◆ What is expected ◆
Word for word, reproduce every line of the data.

◆ Input data ◆
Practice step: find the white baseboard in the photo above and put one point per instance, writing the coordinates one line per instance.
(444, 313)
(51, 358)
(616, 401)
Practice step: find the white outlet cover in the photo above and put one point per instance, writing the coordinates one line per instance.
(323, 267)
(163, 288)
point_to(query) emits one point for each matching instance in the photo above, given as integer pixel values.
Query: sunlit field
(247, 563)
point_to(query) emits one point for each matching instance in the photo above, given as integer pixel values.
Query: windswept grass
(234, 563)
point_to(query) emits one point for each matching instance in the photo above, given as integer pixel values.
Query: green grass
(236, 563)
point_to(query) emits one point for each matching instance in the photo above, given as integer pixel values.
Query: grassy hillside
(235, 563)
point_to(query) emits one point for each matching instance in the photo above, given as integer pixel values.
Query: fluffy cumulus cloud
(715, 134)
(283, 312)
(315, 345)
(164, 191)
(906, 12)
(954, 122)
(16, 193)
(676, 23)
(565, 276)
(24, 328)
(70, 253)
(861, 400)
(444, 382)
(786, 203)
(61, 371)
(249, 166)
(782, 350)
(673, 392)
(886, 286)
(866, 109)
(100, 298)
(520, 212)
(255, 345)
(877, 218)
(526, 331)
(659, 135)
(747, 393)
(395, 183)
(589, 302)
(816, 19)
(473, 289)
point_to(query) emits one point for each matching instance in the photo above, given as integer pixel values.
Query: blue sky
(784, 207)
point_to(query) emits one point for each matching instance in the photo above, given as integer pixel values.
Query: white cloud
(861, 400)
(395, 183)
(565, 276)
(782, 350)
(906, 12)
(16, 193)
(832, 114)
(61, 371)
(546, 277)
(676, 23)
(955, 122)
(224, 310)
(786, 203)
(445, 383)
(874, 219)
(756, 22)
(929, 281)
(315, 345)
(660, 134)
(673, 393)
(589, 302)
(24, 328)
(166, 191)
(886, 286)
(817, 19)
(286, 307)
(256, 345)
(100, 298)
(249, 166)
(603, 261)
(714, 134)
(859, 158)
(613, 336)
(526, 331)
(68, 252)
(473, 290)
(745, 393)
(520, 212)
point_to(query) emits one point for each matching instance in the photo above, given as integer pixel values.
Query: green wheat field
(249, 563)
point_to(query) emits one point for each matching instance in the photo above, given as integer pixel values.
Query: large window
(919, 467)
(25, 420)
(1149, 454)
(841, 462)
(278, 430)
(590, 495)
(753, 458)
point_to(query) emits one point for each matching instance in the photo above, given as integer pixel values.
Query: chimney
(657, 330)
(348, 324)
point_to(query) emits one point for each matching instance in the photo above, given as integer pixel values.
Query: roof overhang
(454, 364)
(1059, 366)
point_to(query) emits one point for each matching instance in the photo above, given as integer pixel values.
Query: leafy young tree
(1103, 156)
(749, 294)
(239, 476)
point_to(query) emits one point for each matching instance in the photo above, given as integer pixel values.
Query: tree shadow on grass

◆ Finished task ◆
Practice step: find the white baseboard in the photo above and put one point per instance, writing the coordinates one line per instance.
(444, 313)
(51, 358)
(616, 401)
Practice step: find the white outlet cover in the photo above and put one point per instance, writing the coordinates one line per instance.
(323, 267)
(163, 288)
point_to(query) emits one point for each matching instance in the photo above, given as integer pixel values.
Query: sunlit field
(247, 563)
point_to(query) emits one point for each matching instance in the photo above, given as integer pixel values.
Query: windswept grass
(234, 563)
point_to(query) emits one point for each matching instance in the photo above, given as integer pixel values.
Query: green grass
(236, 563)
point_to(query) emits one point for each matching instance in the photo above, given as integer pixel values.
Query: grassy hillside
(235, 563)
point_to(query) emits one point for each matching instance in the photo above, given as integer pixel values.
Query: fluffy cumulus cloud
(715, 134)
(283, 312)
(315, 345)
(164, 191)
(906, 12)
(954, 122)
(16, 193)
(676, 23)
(565, 276)
(24, 328)
(70, 253)
(861, 400)
(444, 382)
(786, 203)
(61, 371)
(249, 166)
(782, 350)
(673, 392)
(886, 286)
(866, 109)
(100, 298)
(520, 212)
(255, 345)
(877, 218)
(526, 331)
(659, 135)
(747, 393)
(395, 183)
(589, 302)
(816, 19)
(473, 289)
point_to(query) emits one point for each matching instance in the photo above, given as integer pixel values.
Query: blue sky
(784, 207)
point_to(query) emits one point for each matching instance in the photo above, given as integer pixel values.
Query: white cloud
(861, 400)
(395, 183)
(565, 276)
(782, 350)
(906, 12)
(16, 193)
(832, 114)
(61, 371)
(546, 277)
(676, 23)
(955, 122)
(224, 310)
(786, 203)
(445, 383)
(874, 219)
(756, 22)
(929, 281)
(315, 345)
(660, 134)
(673, 393)
(589, 302)
(24, 328)
(166, 191)
(886, 286)
(817, 19)
(286, 307)
(256, 345)
(100, 298)
(249, 166)
(603, 261)
(714, 134)
(859, 158)
(613, 336)
(526, 331)
(68, 252)
(473, 290)
(745, 393)
(520, 212)
point_to(query) emits one point for each matching instance in the photo above, given as integer pixel values.
Query: green wheat field
(249, 563)
point_to(query) emits one point for each matching instance in the photo above, given as integer pixel values.
Query: large window
(919, 467)
(25, 420)
(1149, 454)
(841, 462)
(278, 430)
(590, 495)
(753, 458)
point_to(query) emits one point for each matching instance in the photo above, given as integer pixel values.
Query: chimney
(657, 330)
(348, 324)
point_to(query) emits one point for each matching instance in the photo above, given as integer pixel values.
Query: roof overhang
(454, 364)
(1059, 366)
point_to(query) emits one point for each matching instance in the photo above, given as integer pixel values.
Query: leafy young tree
(1103, 156)
(749, 294)
(239, 476)
point_to(query) emits one point for each matching instance in the photo above, given as integer pixel values.
Query: tree shadow on grass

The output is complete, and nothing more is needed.